» **Try it**: From the text on indemnity subscription fees, list every example that follows the words "such as".

» **Provided text**:
⟨

Various factors help decide what private doctors pay for their indemnity subscription fee. Dr Gabrielle Pendlebury highlights ten of the biggest issues.
Many different components make up a member’s subscription rate to a medical defence organisation (MDO) and each of these are assessed annually.
A change in any of those pricing factors can have a positive or negative impact on what doctors pay.
Most of the subscription is based upon the risks for the area of practice, including the number and size of claims for the types of work a health professional does and the estimated costs of any future assistance.
MDOs also look at the general costs of providing member benefits, such as medico-legal advice and support, and they estimate how much those costs could rise in future years.
This is to ensure they have enough money in the mutual fund to meet the likely needs of the members now and in the future.
1 ‘If it’s not written down, it did not happen’
Medical notes should not be treated as an infallible guide to the treatment provided. But record-keeping failures, such as minimal or inadequate entries, mean that a person reading the notes cannot work out what has happened at a previous consultation.
This can lead to the presumption that a certain event, such as taking blood pressure, did not happen, even if it did.
Good record-keeping can often stop claims at the outset and easily resolve complaints. Or, when things have veered off course, give a clear indication where things went wrong, allowing for targeted remediation to improve practice.
But recent case law shows that insufficiently detailed notes are not an adequate defence. For example, it is preferable to note which specific features were absent rather than recording ‘no red flags’.

⟩

(Items listed in a dataset)
⟨

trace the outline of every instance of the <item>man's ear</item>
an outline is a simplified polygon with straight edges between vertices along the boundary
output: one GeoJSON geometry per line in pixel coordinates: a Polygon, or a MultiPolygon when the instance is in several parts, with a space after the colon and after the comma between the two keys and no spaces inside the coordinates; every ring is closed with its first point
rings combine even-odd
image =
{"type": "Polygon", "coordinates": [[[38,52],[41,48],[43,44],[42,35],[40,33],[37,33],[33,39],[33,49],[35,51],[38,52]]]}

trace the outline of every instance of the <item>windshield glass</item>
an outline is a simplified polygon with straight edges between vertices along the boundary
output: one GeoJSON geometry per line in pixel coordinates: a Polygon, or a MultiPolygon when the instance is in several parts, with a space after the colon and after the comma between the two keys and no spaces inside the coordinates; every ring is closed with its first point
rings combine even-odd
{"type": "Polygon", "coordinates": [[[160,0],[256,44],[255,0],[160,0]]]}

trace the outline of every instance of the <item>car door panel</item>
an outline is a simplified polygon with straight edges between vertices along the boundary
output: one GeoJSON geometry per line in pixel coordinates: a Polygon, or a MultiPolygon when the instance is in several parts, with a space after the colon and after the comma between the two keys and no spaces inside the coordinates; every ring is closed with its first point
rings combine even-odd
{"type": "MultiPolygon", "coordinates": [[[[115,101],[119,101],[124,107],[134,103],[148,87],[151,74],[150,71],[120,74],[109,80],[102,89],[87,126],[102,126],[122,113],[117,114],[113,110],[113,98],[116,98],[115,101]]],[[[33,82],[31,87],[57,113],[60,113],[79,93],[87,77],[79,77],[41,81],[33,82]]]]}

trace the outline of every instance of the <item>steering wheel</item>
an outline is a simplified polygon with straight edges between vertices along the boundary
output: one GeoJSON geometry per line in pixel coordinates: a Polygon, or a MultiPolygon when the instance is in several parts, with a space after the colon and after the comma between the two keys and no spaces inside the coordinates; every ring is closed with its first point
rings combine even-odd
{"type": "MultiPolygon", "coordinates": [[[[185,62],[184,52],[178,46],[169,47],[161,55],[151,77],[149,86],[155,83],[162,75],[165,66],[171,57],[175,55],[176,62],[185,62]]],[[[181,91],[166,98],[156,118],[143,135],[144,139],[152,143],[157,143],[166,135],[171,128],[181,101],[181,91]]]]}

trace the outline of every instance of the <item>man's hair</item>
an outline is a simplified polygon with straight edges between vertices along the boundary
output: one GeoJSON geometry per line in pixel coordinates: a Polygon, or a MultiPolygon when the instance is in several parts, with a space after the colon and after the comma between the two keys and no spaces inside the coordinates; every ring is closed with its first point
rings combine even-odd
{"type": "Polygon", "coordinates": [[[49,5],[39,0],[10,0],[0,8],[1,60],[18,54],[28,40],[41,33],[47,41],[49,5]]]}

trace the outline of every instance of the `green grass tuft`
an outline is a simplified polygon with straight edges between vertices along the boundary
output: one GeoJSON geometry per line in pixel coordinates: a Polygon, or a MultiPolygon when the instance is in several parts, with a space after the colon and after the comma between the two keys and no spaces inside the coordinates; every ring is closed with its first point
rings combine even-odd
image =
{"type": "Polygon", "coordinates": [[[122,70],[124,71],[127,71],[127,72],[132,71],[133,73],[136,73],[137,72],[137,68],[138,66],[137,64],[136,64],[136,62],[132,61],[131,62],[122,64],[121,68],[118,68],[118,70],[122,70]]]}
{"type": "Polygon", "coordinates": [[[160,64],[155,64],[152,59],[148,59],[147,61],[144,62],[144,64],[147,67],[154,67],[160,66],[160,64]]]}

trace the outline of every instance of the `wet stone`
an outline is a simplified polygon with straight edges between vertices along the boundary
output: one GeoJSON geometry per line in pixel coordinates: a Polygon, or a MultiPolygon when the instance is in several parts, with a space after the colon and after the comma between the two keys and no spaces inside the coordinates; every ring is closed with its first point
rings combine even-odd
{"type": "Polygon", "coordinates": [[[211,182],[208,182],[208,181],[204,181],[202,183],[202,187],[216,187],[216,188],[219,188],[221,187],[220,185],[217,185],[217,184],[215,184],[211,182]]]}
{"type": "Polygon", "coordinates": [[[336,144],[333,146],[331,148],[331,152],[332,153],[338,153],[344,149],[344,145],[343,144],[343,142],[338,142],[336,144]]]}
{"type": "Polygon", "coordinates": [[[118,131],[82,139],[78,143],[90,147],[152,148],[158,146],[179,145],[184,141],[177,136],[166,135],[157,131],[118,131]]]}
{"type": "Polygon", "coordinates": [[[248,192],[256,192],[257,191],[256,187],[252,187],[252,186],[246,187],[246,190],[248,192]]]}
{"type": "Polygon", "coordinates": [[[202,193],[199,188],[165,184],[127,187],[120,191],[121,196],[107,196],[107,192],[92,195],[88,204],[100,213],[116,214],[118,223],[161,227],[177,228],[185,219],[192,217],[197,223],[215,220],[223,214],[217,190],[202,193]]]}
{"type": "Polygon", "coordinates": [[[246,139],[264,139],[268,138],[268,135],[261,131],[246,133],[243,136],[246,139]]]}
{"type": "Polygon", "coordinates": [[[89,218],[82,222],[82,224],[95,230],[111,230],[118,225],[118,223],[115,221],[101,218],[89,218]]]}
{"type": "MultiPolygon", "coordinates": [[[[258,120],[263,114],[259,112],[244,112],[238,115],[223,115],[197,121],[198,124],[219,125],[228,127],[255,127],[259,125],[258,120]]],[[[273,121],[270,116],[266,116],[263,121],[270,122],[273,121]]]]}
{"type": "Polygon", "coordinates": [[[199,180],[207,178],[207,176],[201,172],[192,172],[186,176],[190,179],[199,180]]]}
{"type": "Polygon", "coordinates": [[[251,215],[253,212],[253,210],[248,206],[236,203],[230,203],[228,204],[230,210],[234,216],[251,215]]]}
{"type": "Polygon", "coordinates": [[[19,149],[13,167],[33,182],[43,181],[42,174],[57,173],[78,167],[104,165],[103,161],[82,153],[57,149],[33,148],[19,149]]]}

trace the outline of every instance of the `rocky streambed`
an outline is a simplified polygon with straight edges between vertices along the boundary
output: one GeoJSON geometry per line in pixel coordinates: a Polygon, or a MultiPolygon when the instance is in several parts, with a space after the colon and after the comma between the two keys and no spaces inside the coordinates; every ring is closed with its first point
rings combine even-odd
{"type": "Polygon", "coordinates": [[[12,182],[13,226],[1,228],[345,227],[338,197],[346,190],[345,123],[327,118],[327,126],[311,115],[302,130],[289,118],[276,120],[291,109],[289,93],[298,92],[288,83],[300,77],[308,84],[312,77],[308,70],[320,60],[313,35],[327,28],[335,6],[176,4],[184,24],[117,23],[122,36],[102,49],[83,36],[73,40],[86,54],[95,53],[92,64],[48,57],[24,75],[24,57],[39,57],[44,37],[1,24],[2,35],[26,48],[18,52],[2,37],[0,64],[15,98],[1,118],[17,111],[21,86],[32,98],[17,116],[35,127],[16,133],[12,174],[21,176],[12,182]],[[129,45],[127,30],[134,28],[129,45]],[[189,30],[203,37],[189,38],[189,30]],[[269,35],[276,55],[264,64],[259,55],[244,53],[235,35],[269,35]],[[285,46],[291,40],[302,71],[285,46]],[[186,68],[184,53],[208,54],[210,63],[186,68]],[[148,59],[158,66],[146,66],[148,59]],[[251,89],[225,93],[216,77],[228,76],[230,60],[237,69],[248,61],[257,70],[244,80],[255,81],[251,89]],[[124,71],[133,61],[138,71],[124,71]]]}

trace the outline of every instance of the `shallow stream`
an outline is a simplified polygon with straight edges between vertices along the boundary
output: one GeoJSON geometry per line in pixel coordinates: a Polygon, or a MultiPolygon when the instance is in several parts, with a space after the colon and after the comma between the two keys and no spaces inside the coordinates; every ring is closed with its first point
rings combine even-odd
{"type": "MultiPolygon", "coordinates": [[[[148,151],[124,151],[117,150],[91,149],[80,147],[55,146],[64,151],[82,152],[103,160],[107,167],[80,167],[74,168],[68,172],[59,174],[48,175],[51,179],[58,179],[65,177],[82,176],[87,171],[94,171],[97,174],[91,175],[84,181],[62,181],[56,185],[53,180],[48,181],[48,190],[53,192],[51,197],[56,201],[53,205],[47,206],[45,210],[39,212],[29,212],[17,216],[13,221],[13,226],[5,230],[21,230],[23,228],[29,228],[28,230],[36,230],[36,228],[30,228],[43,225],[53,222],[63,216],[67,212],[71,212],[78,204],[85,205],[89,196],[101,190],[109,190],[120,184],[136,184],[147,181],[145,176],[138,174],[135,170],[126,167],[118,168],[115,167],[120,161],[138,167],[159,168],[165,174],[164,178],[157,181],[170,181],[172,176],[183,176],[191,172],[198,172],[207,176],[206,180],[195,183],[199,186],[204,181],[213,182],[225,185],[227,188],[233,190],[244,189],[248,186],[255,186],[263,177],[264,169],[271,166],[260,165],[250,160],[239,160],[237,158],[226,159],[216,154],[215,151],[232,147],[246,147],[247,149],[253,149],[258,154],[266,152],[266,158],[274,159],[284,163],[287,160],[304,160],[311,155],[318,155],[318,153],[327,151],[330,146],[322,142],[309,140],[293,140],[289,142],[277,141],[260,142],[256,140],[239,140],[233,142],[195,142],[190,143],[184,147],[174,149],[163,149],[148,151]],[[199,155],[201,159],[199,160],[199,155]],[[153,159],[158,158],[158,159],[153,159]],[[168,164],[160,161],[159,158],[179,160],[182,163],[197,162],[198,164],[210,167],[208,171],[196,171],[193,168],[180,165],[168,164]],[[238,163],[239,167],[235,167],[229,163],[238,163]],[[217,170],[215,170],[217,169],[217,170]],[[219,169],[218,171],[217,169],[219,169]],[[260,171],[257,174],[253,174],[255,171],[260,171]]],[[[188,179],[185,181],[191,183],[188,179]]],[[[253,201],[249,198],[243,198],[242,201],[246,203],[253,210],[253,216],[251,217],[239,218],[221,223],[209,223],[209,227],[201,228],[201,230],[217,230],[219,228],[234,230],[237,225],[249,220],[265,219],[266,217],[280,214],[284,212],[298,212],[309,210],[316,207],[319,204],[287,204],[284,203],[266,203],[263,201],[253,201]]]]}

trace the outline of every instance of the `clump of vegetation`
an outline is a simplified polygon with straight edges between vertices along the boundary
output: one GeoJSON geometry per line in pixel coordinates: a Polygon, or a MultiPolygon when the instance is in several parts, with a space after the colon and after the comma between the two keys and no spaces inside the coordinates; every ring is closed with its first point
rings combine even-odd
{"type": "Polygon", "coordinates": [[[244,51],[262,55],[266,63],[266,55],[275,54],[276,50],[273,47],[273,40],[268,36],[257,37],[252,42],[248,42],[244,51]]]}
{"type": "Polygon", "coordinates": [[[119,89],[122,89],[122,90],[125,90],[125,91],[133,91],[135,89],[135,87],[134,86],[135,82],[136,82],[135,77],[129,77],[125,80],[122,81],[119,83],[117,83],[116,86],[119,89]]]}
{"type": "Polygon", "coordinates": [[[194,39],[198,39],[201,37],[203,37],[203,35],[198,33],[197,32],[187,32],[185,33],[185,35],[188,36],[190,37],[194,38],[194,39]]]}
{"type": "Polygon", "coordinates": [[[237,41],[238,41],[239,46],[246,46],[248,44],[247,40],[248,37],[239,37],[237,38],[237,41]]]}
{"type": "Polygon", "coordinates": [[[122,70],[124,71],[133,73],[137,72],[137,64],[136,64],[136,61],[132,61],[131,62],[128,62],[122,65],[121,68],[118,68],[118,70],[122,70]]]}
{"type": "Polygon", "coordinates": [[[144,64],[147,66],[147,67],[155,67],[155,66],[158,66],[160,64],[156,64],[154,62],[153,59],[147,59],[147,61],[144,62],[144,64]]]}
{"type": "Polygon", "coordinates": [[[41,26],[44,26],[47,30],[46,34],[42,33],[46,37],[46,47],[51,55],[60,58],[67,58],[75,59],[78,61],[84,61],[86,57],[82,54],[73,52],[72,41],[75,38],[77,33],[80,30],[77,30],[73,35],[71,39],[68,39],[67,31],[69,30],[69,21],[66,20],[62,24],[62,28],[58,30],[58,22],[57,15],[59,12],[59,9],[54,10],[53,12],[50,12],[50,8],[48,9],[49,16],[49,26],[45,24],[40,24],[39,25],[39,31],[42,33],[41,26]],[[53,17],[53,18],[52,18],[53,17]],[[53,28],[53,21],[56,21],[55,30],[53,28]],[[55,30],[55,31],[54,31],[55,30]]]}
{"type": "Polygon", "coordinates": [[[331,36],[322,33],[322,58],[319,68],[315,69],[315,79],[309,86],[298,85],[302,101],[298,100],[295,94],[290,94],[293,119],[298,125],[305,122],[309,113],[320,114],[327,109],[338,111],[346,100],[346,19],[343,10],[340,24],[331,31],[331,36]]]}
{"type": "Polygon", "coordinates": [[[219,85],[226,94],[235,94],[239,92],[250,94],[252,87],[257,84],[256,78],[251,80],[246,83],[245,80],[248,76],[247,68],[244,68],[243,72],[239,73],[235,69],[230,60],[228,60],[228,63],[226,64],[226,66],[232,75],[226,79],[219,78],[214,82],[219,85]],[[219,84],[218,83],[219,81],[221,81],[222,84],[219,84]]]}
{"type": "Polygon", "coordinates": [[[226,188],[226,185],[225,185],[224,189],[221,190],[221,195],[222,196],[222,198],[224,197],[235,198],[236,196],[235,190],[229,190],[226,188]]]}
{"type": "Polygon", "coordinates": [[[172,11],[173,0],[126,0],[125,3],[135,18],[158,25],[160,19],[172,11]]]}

⟩

» **Result of the task**:
- medico-legal advice and support
- minimal or inadequate entries
- taking blood pressure